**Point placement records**
◆ ◆ ◆
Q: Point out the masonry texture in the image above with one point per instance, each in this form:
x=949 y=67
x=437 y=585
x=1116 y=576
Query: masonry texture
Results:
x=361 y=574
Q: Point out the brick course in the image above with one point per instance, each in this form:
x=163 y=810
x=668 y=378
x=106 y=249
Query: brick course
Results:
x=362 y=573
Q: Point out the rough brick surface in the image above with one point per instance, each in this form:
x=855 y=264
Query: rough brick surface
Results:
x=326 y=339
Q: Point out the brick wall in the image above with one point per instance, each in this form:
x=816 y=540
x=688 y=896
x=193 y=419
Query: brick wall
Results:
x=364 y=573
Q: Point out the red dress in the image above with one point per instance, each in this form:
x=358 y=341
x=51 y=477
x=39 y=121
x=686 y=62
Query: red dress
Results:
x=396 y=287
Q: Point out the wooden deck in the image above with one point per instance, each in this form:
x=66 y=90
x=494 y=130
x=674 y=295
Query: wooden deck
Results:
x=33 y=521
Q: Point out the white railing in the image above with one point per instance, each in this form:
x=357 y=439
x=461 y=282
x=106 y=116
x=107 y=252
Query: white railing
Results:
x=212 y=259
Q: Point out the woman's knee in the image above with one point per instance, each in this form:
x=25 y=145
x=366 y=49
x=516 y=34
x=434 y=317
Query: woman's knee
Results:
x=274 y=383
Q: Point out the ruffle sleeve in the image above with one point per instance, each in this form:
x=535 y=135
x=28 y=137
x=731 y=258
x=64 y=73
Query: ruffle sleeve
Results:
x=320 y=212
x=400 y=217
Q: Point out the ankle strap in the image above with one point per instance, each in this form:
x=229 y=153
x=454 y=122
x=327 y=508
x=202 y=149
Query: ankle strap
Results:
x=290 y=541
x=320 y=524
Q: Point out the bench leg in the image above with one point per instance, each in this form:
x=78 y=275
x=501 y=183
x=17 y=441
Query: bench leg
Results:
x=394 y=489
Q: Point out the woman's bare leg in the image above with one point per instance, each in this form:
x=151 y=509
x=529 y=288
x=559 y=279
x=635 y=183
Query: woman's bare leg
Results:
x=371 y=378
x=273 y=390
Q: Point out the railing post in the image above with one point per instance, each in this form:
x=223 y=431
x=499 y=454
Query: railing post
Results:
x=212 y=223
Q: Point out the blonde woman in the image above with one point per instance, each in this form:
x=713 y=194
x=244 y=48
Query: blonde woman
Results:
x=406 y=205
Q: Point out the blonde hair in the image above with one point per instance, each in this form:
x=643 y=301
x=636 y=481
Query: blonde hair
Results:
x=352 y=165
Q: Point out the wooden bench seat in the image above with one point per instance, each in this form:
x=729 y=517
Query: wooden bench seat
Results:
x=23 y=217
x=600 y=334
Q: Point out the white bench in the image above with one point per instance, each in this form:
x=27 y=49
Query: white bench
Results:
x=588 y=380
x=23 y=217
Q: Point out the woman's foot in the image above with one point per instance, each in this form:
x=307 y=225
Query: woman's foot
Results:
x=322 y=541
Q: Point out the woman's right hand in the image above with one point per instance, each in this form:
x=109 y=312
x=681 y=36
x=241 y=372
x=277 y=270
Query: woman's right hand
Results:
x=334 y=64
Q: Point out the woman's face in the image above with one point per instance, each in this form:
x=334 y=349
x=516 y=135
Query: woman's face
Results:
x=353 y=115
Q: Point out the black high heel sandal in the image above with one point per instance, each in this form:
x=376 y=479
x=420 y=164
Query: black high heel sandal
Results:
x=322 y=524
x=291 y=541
◆ ◆ ◆
**What to do**
Please reproduce all of these lines above exactly, with no changes.

**The reply**
Q: Point out the masonry texture in the image above with one point per instance, each in this form:
x=949 y=67
x=437 y=585
x=1116 y=576
Query: masonry texture
Results:
x=361 y=574
Q: Point out the brick course in the image above with one point per instance, each in this form:
x=163 y=810
x=668 y=378
x=106 y=249
Query: brick course
Results:
x=362 y=573
Q: Point out the rough brick surface in the image above with one point per instance, each in this form:
x=855 y=264
Query: rough brick surface
Results:
x=326 y=339
Q: Point out the brick wall in the image above with one point per instance, each in this form:
x=816 y=540
x=688 y=896
x=193 y=419
Query: brick wall
Results:
x=364 y=573
Q: Point out the red dress in the image above with one point per instance, each in this form:
x=358 y=341
x=51 y=477
x=39 y=121
x=686 y=62
Query: red dress
Results:
x=396 y=287
Q: Point out the wooden deck in the image above with one point per instance, each in this form:
x=66 y=90
x=494 y=130
x=674 y=295
Query: wooden deck
Results:
x=33 y=521
Q: Point out the white railing in the image above with one point per instance, each in this form:
x=357 y=439
x=461 y=282
x=106 y=116
x=107 y=252
Query: white railing
Results:
x=212 y=259
Q: Point out the woman's knee in the image above with one point per instance, each in this form:
x=25 y=145
x=366 y=49
x=516 y=34
x=434 y=317
Query: woman's knee
Results:
x=274 y=383
Q: Point out the ruffle sleeve in the image above with one point per instance, each in this form:
x=535 y=135
x=28 y=137
x=731 y=258
x=64 y=73
Query: ruffle sleeve
Results:
x=320 y=212
x=400 y=217
Q: Point out the ankle strap in the image above with one point per instance, each in this form:
x=229 y=153
x=454 y=122
x=327 y=508
x=202 y=149
Query: ankle strap
Results:
x=290 y=541
x=320 y=524
Q: Point out the bench leg in the image above with one point per instance, each in this form:
x=78 y=275
x=501 y=183
x=17 y=441
Query: bench leg
Results:
x=394 y=489
Q: Point out the woman's bare leg in the image above with one point per instance, each in this form:
x=151 y=509
x=529 y=288
x=559 y=279
x=635 y=183
Query: woman's bare leg
Results:
x=371 y=378
x=273 y=390
Q: Point out the railing post in the image above with one point per instance, each in this form:
x=223 y=431
x=499 y=454
Query: railing post
Results:
x=212 y=223
Q: Point out the blonde woman in the image above with one point per instance, each in this form:
x=713 y=194
x=244 y=48
Query: blonde woman
Results:
x=406 y=205
Q: Point out the blonde hair in the image above with one point per instance, each in this form:
x=643 y=301
x=636 y=481
Query: blonde hair
Results:
x=352 y=165
Q: Point out the wooden bench seat in the image above with one point per instance, each in this form:
x=729 y=517
Query: wooden bench seat
Results:
x=23 y=217
x=600 y=334
Q: Point out the white bench in the image above with one point per instance, each in this form:
x=27 y=49
Query: white bench
Results:
x=588 y=380
x=23 y=217
Q: Point out the woman's foot in the image above with one point per instance, each in this form:
x=307 y=225
Query: woman's foot
Results:
x=322 y=541
Q: Point out the woman's right hand in the image above with one point per instance, each in this form:
x=109 y=312
x=681 y=36
x=241 y=372
x=277 y=270
Query: woman's right hand
Results:
x=334 y=64
Q: Point out the woman's face in the image above with one point per instance, each in this form:
x=334 y=349
x=516 y=135
Query: woman's face
Results:
x=353 y=115
Q: Point out the black high heel sandal in the image above with one point per instance, each in this form:
x=376 y=479
x=420 y=164
Query: black high heel sandal
Results:
x=322 y=524
x=291 y=541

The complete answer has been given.